Request a –
Answer these questions about the patch excerpt:
(i) What argument does the added line pass to wsr_register_node?
(ii) Which function is passed to late_initcall?
(iii) Which configuration option guards the workingset reporting section?

It appears that this change isn't necessary.

> {
> bool success;
> @@ -5606,6 +5607,8 @@ static int __init init_lru_gen(void)
> if (sysfs_create_group(mm_kobj, &lru_gen_attr_group))
> pr_err("lru_gen: failed to create sysfs group\n");
>
> + wsr_register_node(NULL);
> +
> debugfs_create_file("lru_gen", 0644, NULL, NULL, &lru_gen_rw_fops);
> debugfs_create_file("lru_gen_full", 0444, NULL, NULL, &lru_gen_ro_fops);
>
> @@ -5613,6 +5616,35 @@ static int __init init_lru_gen(void)
> };
> late_initcall(init_lru_gen);
>
> +/******************************************************************************
> + * workingset reporting
> + ******************************************************************************/
> +#ifdef CONFIG_WORKINGSET_REPORT
> +void wsr_refresh_scan(struct lruvec *lruvec)

Request b – Can you arrange the stretch of entries from the line containing "where the white" through the end of the entries as a JSON list of strings, with one string per line and blank lines omitted?

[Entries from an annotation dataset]
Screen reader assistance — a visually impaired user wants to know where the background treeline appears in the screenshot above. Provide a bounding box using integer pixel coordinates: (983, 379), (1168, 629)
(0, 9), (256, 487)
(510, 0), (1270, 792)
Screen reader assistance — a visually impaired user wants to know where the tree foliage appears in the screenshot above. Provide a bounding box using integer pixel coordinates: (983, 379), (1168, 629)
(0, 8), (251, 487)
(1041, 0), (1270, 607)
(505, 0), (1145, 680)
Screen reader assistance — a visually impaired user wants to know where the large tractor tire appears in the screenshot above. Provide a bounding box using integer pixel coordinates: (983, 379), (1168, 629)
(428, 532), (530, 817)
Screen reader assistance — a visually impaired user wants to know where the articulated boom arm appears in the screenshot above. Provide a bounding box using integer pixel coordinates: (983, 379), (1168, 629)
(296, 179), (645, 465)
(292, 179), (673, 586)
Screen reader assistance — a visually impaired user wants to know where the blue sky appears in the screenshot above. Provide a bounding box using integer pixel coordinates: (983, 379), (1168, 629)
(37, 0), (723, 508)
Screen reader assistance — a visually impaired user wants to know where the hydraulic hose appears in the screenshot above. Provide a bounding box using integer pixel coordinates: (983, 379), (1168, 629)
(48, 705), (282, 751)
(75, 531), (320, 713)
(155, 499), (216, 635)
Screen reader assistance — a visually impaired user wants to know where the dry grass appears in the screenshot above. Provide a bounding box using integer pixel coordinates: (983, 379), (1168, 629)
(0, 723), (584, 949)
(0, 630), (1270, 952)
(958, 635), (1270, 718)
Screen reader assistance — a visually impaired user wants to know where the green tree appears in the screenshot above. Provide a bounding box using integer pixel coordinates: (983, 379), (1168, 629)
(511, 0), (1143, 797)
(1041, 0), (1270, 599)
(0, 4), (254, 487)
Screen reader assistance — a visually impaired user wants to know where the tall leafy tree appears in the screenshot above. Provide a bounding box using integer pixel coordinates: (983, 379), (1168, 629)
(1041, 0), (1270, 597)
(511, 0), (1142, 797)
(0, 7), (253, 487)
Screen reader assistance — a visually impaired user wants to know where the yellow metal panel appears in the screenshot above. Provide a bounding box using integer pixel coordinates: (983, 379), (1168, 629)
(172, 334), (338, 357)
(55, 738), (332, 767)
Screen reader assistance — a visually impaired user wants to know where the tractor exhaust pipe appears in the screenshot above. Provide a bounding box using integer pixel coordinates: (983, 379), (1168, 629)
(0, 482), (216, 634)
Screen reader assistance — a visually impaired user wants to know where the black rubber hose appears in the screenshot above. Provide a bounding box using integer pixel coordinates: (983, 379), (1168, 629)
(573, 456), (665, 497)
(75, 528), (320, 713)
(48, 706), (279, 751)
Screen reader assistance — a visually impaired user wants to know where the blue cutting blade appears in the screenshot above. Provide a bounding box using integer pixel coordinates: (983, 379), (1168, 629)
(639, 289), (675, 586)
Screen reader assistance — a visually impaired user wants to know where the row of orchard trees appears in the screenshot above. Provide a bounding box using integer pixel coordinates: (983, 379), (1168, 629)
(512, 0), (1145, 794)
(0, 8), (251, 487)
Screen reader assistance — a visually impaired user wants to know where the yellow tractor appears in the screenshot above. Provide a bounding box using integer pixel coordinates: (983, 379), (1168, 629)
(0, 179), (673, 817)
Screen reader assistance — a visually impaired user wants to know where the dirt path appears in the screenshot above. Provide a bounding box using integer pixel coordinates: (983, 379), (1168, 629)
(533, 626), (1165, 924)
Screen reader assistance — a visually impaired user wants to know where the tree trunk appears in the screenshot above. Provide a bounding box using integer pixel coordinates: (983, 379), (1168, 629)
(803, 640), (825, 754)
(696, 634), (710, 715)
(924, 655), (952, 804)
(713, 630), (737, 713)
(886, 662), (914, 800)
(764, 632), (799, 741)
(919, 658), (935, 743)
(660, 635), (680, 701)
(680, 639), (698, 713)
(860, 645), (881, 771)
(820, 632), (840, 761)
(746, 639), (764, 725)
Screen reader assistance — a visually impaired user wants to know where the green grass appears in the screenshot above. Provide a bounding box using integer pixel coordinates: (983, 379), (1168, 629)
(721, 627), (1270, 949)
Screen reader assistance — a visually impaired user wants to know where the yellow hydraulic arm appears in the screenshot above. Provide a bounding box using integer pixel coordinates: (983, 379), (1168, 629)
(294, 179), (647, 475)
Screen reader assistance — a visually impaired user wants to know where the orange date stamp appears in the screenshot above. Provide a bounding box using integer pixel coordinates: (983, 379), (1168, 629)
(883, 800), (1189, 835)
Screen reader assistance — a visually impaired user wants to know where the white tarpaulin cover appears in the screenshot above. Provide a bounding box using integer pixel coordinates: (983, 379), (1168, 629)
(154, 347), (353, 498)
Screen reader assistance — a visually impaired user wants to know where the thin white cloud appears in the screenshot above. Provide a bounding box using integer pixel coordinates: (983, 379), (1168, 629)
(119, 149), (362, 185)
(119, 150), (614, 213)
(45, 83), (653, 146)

Complete output a –
(i) NULL
(ii) init_lru_gen
(iii) CONFIG_WORKINGSET_REPORT

Complete output b –
[
  "Screen reader assistance — a visually impaired user wants to know where the white tarpaulin cover appears in the screenshot above. Provide a bounding box using integer pixel coordinates: (983, 379), (1168, 629)",
  "(154, 347), (353, 498)",
  "Screen reader assistance — a visually impaired user wants to know where the thin white cloud appears in the screenshot above. Provide a bounding box using integer pixel coordinates: (983, 379), (1168, 629)",
  "(119, 149), (362, 185)",
  "(119, 150), (614, 213)",
  "(45, 83), (653, 146)"
]